What the task requires = Return each line of the material verbatim.

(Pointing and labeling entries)
## Begin
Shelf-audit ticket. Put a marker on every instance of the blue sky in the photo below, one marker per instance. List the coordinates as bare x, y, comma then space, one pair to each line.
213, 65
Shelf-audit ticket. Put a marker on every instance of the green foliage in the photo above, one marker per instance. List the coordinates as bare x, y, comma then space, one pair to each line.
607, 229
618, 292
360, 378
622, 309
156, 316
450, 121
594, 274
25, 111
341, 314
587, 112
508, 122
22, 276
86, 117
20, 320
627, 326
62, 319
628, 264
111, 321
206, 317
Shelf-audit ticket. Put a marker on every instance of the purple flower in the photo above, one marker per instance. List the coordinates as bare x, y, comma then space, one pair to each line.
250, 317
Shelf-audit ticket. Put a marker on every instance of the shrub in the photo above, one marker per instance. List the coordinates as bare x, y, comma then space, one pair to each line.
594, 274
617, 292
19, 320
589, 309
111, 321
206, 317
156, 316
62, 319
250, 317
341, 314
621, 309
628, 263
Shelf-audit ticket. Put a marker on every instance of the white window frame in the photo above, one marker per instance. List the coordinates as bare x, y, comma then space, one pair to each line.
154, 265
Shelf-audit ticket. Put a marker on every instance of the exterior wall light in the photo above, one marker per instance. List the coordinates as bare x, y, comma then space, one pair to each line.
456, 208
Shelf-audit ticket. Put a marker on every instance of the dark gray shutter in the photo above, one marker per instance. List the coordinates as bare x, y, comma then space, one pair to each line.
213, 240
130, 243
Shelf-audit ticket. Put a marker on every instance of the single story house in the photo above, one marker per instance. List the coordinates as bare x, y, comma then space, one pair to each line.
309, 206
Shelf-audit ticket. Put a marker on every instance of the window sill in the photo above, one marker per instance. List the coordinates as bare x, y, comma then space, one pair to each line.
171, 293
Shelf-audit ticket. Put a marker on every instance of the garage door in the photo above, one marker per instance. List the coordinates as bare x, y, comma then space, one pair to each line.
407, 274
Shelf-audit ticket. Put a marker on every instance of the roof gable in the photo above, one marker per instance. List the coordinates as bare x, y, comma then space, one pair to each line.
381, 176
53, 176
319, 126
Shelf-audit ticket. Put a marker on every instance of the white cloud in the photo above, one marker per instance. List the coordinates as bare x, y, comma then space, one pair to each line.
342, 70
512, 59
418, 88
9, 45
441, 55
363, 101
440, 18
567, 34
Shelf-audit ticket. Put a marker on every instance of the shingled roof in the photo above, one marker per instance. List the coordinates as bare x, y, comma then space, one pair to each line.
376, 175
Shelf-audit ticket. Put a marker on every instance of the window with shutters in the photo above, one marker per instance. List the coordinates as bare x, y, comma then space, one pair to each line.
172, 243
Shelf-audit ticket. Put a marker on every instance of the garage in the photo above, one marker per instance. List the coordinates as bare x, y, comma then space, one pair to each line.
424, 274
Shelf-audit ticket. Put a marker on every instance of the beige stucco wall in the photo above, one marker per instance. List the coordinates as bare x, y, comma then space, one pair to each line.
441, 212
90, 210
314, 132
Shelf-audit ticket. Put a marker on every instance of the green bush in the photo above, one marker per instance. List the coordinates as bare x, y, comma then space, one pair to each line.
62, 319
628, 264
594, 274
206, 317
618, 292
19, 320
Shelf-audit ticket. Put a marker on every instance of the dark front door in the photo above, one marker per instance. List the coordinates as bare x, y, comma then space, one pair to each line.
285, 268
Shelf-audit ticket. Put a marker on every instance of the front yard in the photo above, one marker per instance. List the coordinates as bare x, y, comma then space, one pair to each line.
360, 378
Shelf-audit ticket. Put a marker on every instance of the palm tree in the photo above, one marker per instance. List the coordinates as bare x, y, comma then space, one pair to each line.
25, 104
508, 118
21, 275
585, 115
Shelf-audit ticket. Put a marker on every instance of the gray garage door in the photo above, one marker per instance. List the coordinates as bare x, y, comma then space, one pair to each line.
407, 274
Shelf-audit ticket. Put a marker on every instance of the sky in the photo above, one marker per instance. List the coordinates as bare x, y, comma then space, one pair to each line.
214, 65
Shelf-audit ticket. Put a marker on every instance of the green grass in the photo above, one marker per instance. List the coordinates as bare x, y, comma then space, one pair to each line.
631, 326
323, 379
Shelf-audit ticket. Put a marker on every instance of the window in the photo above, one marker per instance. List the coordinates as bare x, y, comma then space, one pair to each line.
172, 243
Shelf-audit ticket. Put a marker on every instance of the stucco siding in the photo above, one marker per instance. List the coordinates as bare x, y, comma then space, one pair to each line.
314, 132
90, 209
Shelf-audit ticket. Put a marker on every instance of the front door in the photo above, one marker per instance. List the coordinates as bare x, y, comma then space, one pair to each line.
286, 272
## End
Answer to this problem =
Shelf-audit ticket. Put a marker on every instance of the blue sky in the photo below, one marker per instance. List the coordinates as bare x, y, comma then space, one pair to each line.
213, 65
Shelf-audit ticket. Put a marker on every instance of the green foliage in the photo above, one marker per instance. List the coordinates as bare x, y, comma then space, one pair to each line.
607, 229
618, 292
360, 378
622, 309
156, 316
450, 121
594, 274
25, 111
341, 314
587, 112
508, 122
22, 276
86, 117
20, 320
627, 326
62, 319
628, 264
111, 321
206, 317
Shelf-audit ticket. Put a marker on every instance of the purple flower in the photo above, one marker per instance. List the coordinates as bare x, y, comma then space, one pair to each line.
250, 317
Shelf-audit ticket. Put a marker on every instance of the shrub in the photo above, one marker per instance. List the coordinates as bare x, y, comma then space, one pair to each line.
594, 274
617, 292
19, 320
589, 309
111, 321
206, 317
156, 316
62, 319
250, 317
341, 314
621, 309
628, 263
Shelf-audit ticket. Put a marker on every instance of the white window frame in the photo above, one marker per instance. List the coordinates as bare x, y, comma then space, one pair to each line.
154, 265
Shelf-audit ticket. Put a marker on every instance of the exterior wall light in the photo above, one marker per instance. List the coordinates as bare x, y, comma then space, one pair to each line.
456, 208
Shelf-audit ticket. Put a marker on every instance of the dark gray shutter in the photo above, one marker per instance. List the coordinates as bare x, y, comma then space, one pair to each line.
213, 240
130, 243
Shelf-audit ticket. Put a marker on every instance of the single story house in the photo above, one marker per instance. List the coordinates as bare x, y, comma then space, one pair to each line.
309, 206
Shelf-audit ticket. Put a marker on every instance of the window sill in the photo above, one marker per instance. List the coordinates as bare x, y, comma then space, one pair to each line.
171, 293
Shelf-audit ticket. Put a marker on every instance of the garage door in the photo above, one marker per instance. List the coordinates as bare x, y, comma then space, one pair to each line.
407, 274
Shelf-audit ticket. Put a marker on every instance of the roof gable in the photo above, one marker per instance. List the coordinates as bare x, y, comma then space, one pair to each line.
381, 176
53, 176
319, 126
Shelf-audit ticket. Put a marker on every instance of the white cloud in the photo above, one marker per instance. List the coordinates as bare x, y, comma then space, one pair to each line.
342, 70
512, 59
418, 88
9, 45
441, 55
363, 101
440, 18
567, 34
Shelf-audit ticket. Put a marker on every instance of the shingled roof in the photo above, one marker per instance. List the coordinates as bare x, y, comma then space, one pair to each line.
376, 175
Shelf-audit ticket. Put a marker on every instance of the window with shutters in the photo above, one marker per instance. List the coordinates as bare x, y, comma then space, one pair to each line.
172, 243
Shelf-audit ticket. Put a marker on every instance of the garage in the photo above, one marker per instance. List the coordinates as bare x, y, comma then space, one pair to each line.
424, 274
Shelf-audit ticket. Put a marker on every instance of the beige stucco wall in the photo above, one marker per instance. List the coordinates as bare x, y, comma then space, one pair to each line.
441, 212
90, 210
314, 132
Shelf-audit ticket. Put a marker on every instance of the green bush in the photo above, one marker per instance. List the coordinates as bare x, y, comma then space, one pair to each line.
62, 319
628, 264
594, 274
206, 317
618, 292
19, 320
Shelf-audit ticket. Put a marker on every instance of the dark front door in the photo above, one marker per instance. List the coordinates as bare x, y, comma then space, one pair to each line.
285, 268
Shelf-audit ticket. Put a marker on every instance of the front yard in the photo above, one marker per instance. List the coordinates as bare x, y, comma then space, one pair to each line.
360, 378
Shelf-audit ticket. Put a marker on every instance of the palm tree in the photo above, one marker per instance. List the coordinates as bare x, y, comma then space, one pair to each line.
25, 104
508, 118
21, 275
585, 115
Shelf-audit ticket. Put a marker on every instance of the gray garage door in the photo above, one marker per instance. List the coordinates as bare x, y, comma then space, one pair to each line.
407, 274
Shelf-audit ticket. Put a marker on every instance of the sky in the photo above, one marker per instance. List the coordinates as bare x, y, comma then space, one pair to each line.
214, 65
Shelf-audit ticket. Put a marker on every instance of the green grass in the photo above, one marker per instance. List the coordinates as bare x, y, comma then space, one pair to each line.
631, 326
323, 379
Shelf-audit ticket. Put a marker on every instance of the window in the photo above, one marker per instance. List the coordinates as bare x, y, comma then space, one pair to each line.
172, 243
Shelf-audit ticket. Put a marker on every instance of the stucco siding in the photo above, one marker per instance. List the coordinates as bare x, y, comma then space, one pair to each line.
314, 132
90, 209
Shelf-audit ticket. Put a marker on every instance of the front door in the photo above, one marker per instance. List the coordinates as bare x, y, comma then space, one pair to each line.
286, 272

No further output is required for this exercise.